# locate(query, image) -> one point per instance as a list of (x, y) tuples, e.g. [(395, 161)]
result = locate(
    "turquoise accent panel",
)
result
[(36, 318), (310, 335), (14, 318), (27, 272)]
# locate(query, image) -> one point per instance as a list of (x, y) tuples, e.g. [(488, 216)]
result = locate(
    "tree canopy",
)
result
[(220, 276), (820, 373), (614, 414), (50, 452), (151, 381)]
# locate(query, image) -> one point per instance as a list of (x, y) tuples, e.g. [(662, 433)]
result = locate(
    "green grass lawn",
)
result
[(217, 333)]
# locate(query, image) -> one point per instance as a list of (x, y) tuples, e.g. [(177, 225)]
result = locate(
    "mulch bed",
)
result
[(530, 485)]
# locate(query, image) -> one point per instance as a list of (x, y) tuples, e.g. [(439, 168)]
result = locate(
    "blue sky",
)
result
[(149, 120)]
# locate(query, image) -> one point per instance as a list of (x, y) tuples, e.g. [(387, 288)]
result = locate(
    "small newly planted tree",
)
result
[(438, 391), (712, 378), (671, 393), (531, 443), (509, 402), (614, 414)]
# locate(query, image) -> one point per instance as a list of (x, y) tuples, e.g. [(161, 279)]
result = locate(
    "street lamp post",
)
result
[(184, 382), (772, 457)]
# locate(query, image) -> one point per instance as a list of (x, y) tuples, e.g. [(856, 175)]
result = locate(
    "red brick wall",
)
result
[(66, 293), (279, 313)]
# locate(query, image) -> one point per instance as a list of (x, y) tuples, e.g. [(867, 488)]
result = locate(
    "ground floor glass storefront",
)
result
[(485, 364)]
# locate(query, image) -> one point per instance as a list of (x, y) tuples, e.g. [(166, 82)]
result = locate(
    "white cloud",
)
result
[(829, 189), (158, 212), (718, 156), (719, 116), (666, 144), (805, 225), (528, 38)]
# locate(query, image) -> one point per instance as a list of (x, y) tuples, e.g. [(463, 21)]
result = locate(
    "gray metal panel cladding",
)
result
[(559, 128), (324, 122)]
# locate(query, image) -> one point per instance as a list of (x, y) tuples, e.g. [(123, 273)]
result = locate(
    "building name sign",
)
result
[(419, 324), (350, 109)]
==
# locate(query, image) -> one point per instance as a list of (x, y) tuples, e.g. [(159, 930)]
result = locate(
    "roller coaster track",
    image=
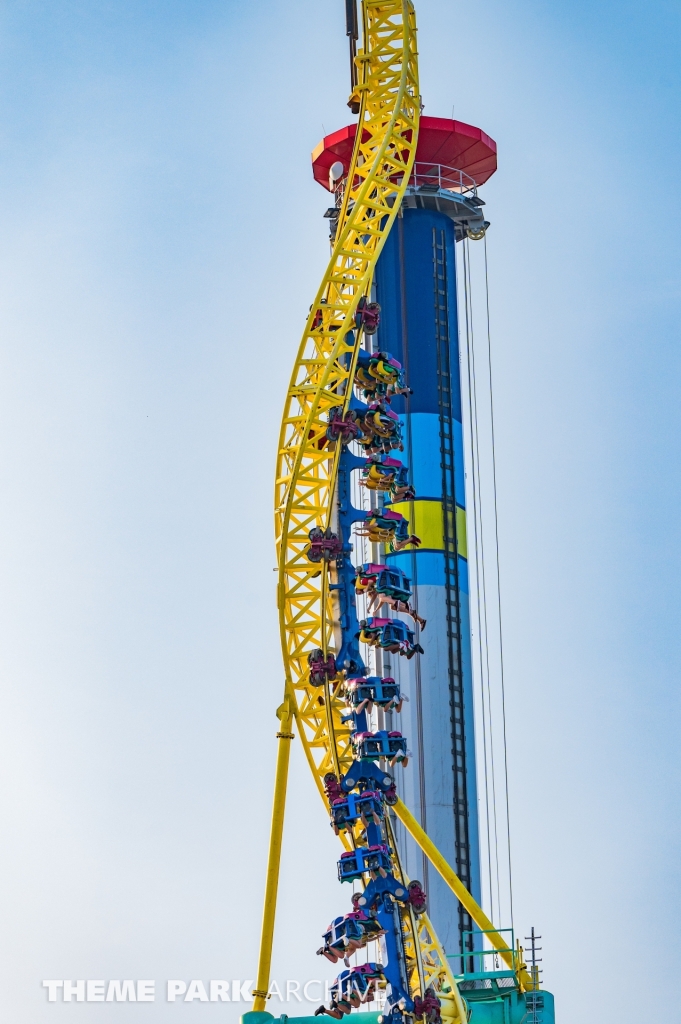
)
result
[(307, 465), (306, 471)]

- What is expected:
Rewrite every line from the one containing "e.g. [(161, 279)]" up to and including the one containing "[(66, 293), (279, 313)]", requests included. Multiply each x and y coordinate in the answer lists by 1.65 and round to whole numbers, halves up, leaving the requests and their format samples unchanged.

- Answer for this exercise:
# locate(query, image) -> one point per instance as a list of (x, y) tuples, e.g. [(161, 279)]
result = locate(
    "street lamp post",
)
result
[(304, 630), (1274, 754)]
# locate(query, image) -> one point per instance as a list of (x, y) tuples, e.g. [(856, 175)]
result = locate(
    "red brick wall",
)
result
[(109, 483), (460, 516)]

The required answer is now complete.